[Your goal] Write out each line of the material below exactly as given.

***** Data records

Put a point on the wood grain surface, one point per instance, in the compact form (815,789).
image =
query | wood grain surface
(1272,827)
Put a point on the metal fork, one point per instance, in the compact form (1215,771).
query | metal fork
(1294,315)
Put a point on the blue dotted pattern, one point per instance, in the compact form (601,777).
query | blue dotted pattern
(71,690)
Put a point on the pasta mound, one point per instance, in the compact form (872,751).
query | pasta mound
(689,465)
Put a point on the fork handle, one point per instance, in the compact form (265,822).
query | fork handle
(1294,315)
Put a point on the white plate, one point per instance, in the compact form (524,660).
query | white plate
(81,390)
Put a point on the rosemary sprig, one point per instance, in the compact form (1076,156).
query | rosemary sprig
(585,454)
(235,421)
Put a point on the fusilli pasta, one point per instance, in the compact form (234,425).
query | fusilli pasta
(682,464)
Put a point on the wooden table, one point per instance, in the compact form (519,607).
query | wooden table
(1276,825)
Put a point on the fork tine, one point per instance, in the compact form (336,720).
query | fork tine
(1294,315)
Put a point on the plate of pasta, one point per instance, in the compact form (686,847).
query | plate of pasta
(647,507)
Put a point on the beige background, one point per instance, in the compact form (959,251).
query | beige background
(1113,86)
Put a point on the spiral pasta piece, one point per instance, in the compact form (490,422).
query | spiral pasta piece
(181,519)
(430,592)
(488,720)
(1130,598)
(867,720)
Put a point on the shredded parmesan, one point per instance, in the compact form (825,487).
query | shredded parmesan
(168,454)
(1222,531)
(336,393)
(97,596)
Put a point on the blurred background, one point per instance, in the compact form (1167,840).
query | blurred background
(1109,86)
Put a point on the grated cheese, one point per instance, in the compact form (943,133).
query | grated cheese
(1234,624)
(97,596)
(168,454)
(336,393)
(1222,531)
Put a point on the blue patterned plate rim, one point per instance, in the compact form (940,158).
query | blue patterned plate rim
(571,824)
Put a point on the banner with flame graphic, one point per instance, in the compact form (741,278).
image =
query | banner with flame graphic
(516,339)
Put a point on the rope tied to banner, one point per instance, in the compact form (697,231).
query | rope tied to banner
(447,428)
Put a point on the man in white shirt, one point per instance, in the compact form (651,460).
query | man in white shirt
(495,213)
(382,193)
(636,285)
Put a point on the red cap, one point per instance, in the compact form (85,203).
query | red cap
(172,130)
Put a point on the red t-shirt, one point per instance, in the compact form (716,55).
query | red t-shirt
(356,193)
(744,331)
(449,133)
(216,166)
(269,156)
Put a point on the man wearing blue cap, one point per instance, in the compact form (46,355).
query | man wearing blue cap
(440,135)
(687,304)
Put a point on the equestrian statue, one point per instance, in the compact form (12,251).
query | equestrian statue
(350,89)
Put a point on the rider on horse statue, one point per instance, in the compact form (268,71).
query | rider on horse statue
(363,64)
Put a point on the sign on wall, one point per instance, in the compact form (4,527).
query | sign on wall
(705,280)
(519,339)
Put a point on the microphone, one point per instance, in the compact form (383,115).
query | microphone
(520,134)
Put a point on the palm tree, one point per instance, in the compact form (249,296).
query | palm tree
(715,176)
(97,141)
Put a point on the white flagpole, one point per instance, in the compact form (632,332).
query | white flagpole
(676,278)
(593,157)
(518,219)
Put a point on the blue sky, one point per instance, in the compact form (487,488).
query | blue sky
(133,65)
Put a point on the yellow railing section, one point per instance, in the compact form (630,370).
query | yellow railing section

**********

[Expected output]
Put a point on the wood grain surface, one point per instance, in the compact form (815,789).
image =
query | wood grain surface
(1272,827)
Put a point on the metal fork, one point per instance, in the compact form (1215,771).
query | metal fork
(1294,315)
Put a point on the blue dotted pattern, one point per instance, in the compact form (601,777).
query | blue dotted pattern
(71,690)
Put a point on the pasta mound, one point per instance, in the compact form (872,751).
query | pasta mound
(689,465)
Put a point on the fork handle, one point per instance, in the compact form (265,822).
query | fork handle
(1294,315)
Put a point on the white plate, one point per instance, in the compact form (524,660).
query | white plate
(81,390)
Put a point on the rosemary sprig, one point per instance, in the compact form (1076,156).
query | rosemary sprig
(585,454)
(235,421)
Put a point on the fusilli pasta, one point per instance, in the compact form (234,425).
query | fusilli pasta
(682,464)
Put a point on the wooden table, one point per instance, in the compact form (519,607).
query | wooden table
(1276,825)
Put a point on the fork tine, one point per instance, in the compact form (336,720).
query | fork tine
(1294,315)
Put a point on the plate of pasta, one point per instance, in the compact form (686,847).
query | plate of pasta
(647,507)
Put a point on the beige background, one point per instance, in the compact form (959,251).
query | beige background
(1113,86)
Put a point on the spiral pasta piece, one point per instance, in the compact form (490,422).
query | spiral pasta piece
(181,519)
(430,592)
(488,720)
(1130,598)
(867,720)
Put a point on the shredded parmesan, one point per instance, in the compact form (825,487).
query | shredded parmesan
(168,454)
(1222,531)
(336,393)
(97,596)
Put a point on the blurred background, one point per instance, in the compact form (1167,840).
query | blurred background
(1109,86)
Put a point on the grated cheese, one point per instance, in the compact form (943,133).
query | grated cheese
(1234,624)
(97,596)
(168,454)
(336,393)
(1222,531)
Put a point on the blue patterned plate rim, one point per instance, in the compact form (940,158).
query | blue patterned plate rim
(571,824)
Put a point on the banner with flame graphic, one point per instance, in the compact form (741,278).
image =
query | banner with flame graphic
(516,339)
Put a point on the rope tied to banner, one point per instance, in the compact form (697,231).
query | rope tied to banner
(447,428)
Put a point on the man in white shirt, one point per instance, in the compact form (651,460).
query | man in white shirt
(495,213)
(382,193)
(636,285)
Put a point on the red cap, one point per instance, in the compact form (85,203).
query | red cap
(172,130)
Put a point on the red t-shirt, one point per instance, in the compact form (716,55).
query | red t-shirt
(356,193)
(744,331)
(449,133)
(216,166)
(269,156)
Put a point on the man wearing blue cap, one point per instance, in the compact form (46,355).
query | man wearing blue cap
(440,135)
(687,304)
Put a point on the equestrian statue, one point per instance, in the compact form (12,251).
query | equestrian statue
(350,89)
Put a point on the rider on horse statue, one point per instance, in the compact form (268,71).
query | rider on horse statue
(363,64)
Put a point on the sign on wall, one point per instance, in the compact form (4,527).
query | sign on wall
(705,280)
(519,339)
Put a point on the microphone, one point per instance, in the compact form (383,115).
query | microphone
(520,134)
Put a point on the palm tree, one point per instance, in the compact form (249,296).
query | palm tree
(715,176)
(97,141)
Put a point on the white flagpole, one point per instance, in the compact form (632,332).
query | white flagpole
(676,278)
(593,157)
(518,219)
Put a point on the blue sky, one point per instance, in the compact form (487,488).
query | blue sky
(133,65)
Put a point on the yellow railing section, one point per instance, in the compact form (630,370).
query | yellow railing section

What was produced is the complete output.